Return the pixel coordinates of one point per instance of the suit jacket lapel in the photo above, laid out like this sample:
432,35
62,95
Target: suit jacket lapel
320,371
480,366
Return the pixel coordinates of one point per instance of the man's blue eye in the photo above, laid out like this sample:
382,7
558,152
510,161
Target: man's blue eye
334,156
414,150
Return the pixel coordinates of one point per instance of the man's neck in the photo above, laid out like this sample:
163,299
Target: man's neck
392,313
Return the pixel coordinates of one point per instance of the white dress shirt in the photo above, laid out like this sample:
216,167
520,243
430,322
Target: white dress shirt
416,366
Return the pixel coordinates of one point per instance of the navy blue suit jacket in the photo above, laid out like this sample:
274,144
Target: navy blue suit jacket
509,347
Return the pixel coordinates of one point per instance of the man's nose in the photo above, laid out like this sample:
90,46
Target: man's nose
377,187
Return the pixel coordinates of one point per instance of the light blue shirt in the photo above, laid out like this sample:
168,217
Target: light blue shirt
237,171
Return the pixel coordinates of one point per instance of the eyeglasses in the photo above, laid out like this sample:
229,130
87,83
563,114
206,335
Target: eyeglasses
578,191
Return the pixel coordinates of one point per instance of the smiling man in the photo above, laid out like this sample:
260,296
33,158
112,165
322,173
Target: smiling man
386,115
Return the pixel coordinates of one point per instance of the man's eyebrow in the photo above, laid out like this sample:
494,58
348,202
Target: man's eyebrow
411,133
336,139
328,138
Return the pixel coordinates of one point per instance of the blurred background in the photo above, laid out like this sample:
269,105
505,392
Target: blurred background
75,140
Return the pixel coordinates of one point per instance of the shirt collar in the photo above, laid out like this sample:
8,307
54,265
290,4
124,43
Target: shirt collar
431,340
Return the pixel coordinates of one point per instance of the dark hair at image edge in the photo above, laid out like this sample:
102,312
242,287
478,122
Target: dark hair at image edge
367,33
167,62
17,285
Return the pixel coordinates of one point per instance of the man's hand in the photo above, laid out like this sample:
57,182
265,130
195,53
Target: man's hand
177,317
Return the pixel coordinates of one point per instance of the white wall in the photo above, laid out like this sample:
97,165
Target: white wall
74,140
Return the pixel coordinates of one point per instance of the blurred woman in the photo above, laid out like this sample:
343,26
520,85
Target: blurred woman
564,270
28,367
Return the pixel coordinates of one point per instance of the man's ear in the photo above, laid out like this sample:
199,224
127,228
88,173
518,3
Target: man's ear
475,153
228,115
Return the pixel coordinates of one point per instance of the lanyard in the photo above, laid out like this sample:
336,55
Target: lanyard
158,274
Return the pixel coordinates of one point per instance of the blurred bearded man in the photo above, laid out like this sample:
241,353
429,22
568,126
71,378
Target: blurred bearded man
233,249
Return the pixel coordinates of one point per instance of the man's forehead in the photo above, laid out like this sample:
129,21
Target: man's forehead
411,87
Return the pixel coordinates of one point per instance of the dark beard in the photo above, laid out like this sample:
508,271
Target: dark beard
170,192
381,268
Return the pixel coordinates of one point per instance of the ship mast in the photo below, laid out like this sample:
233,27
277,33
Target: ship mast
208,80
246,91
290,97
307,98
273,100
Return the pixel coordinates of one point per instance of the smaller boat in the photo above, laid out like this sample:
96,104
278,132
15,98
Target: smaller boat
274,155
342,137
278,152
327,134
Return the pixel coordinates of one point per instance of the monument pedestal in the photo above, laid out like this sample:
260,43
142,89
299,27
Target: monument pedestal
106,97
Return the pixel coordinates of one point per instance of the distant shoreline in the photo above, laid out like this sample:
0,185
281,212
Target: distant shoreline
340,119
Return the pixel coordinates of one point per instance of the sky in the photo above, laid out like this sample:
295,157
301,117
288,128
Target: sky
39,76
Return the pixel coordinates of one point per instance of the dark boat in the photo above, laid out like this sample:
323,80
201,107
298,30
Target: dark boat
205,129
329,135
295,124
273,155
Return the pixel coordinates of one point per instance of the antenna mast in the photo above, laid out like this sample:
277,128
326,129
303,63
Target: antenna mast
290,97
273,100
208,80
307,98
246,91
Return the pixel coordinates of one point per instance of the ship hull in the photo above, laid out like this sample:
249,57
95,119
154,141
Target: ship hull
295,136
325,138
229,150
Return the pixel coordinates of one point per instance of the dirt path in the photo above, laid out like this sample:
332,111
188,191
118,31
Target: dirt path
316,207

::::::::

The full listing is to be restated word for word.

*EXERCISE ANSWER*:
Return the pixel coordinates of one point per instance of the suit jacket lapel in the photo above, laid out like this sample:
432,35
62,95
Target: suit jacket lapel
320,371
480,366
Return the pixel coordinates of one point per instance of the man's blue eye in the photo above, laid out like this sample:
382,7
558,152
510,161
Target: man's blue eye
334,156
414,150
Return the pixel coordinates of one point per instance of the man's neck in the photo above, laid out like this sample:
163,299
Target: man's neck
392,313
Return the pixel coordinates of one point per instance of the white dress shirt in the photo above, laid out like this sample:
216,167
520,243
430,322
Target: white dress shirt
416,366
Return the pixel coordinates of one point per instance of the navy blue suit jacket in the photo above, laid out like this sample:
274,144
Target: navy blue suit jacket
509,347
Return the pixel coordinates of one point per instance of the man's nose in the photo above, laid out like this sample:
90,46
Target: man's nose
377,187
Return the pixel coordinates of one point per instance of the light blue shirt in the photo above, laid out like this sample:
168,217
Target: light blue shirt
237,171
Return the pixel coordinates of one point per instance of the eyeglasses in the photo above, laid out like this sample:
229,130
87,83
563,114
206,335
Target: eyeglasses
578,191
Return the pixel coordinates of one point per instance of the smiling man in the photo above, laid out like this sample:
260,296
33,158
112,165
322,173
Target: smiling man
386,115
Return the pixel coordinates of one point per instance of the man's eyebrow in the photo above, laid out like this sample:
494,58
348,202
Target: man's eyebrow
411,133
336,139
328,138
Return the pixel coordinates of one point per instance of the blurred background in the photo above, laid out like this sample:
269,105
505,392
Target: blurred background
75,140
Return the pixel coordinates of one point per instance of the shirt collar in the photo above, laid out like this sample:
8,307
54,265
290,4
124,43
Target: shirt collar
431,340
Return the pixel coordinates of one point per instance of the dark hair at image edge in the photo above, laid out like this sample:
102,312
242,287
478,122
Target: dark hair at image edge
367,33
167,62
17,285
Return the pixel coordinates of one point per instance of the man's hand in the photo above, laid out like this sample:
57,182
265,130
195,53
Target: man's hand
177,317
Return the pixel coordinates of one point per instance of the white wall in the photo above, laid out like this sample:
97,165
Target: white wall
74,140
Return the pixel coordinates of one point per instance of the blurred woman in the photo above, laid out like this sample:
343,26
520,85
Target: blurred woman
564,270
28,367
Return the pixel coordinates of one point per instance of the man's ear in the photo above, laid out like this sample:
199,224
127,228
88,173
518,3
Target: man's ear
475,153
228,115
Return the pixel coordinates of one point per instance of the lanyard in the photo above, laid out like this sample:
336,55
Target: lanyard
158,274
Return the pixel coordinates of one point per instance of the blurred bearded man in the photo above, laid out like this sample:
241,353
429,22
568,126
71,378
Target: blurred bearded man
233,249
Return the pixel coordinates of one point per instance of the man's forehead in the photo above, laid out like this sample:
129,21
Target: man's forehead
411,87
Return the pixel coordinates of one point per instance of the dark beard in the photo above, laid out like this sample:
508,271
Target: dark beard
170,192
381,268
Return the pixel coordinates of one point per instance of the ship mast in the photo below, laid out like this sample:
233,27
277,33
Target: ship mast
208,80
246,91
290,97
307,98
273,100
Return the pixel coordinates of one point per instance of the smaller boat in the photo above, laid out like this sample:
96,104
278,132
15,98
Target: smaller boat
274,155
342,137
278,152
327,134
Return the pixel coordinates of one point per instance of the monument pedestal in the photo above, laid out like this sample:
260,43
142,89
299,27
Target: monument pedestal
106,97
Return the pixel coordinates of one point per instance of the distant shoreline in the photo above, laid out like this sample:
0,185
281,212
Target: distant shoreline
340,119
Return the pixel coordinates of one point per instance of the sky in the photo above, laid out like this sample:
295,157
301,117
288,128
Target: sky
39,76
Return the pixel coordinates of one point per instance of the dark boat in the photo above, laid out like this sample:
323,80
201,107
298,30
Target: dark boat
205,129
329,135
295,124
273,155
Return the pixel coordinates of one point per instance of the antenna mast in the photo above, laid out like this sample:
277,128
326,129
303,63
Target: antenna mast
290,97
273,100
208,80
307,98
246,91
Return the pixel coordinates of one point per instance of the ship hull in the photo above, laid out like this sample:
249,57
95,119
154,141
Target: ship hull
295,136
325,138
229,150
Return the pixel coordinates of one point per instance of the dirt path in the photo above, laid out like this sample:
332,111
188,191
118,31
Target: dirt path
316,207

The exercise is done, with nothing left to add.